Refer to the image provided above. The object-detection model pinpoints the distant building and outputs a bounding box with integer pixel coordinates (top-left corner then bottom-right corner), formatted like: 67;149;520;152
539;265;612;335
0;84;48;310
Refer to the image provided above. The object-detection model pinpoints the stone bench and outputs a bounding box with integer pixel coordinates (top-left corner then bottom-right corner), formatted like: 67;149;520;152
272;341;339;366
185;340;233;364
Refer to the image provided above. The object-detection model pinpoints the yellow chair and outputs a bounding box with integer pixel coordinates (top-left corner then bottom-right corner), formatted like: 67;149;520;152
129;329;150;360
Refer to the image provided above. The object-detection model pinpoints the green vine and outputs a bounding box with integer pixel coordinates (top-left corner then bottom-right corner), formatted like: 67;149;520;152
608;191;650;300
--
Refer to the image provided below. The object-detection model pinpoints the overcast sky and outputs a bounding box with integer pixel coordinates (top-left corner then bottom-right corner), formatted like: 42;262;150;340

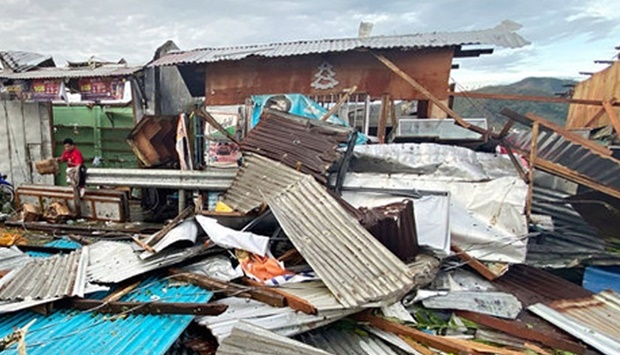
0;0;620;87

◆ TASK TO COMPLETE
Count the lines in the data above that contain the word "vine" and reply with only that number.

◆ CORRECT OUTPUT
1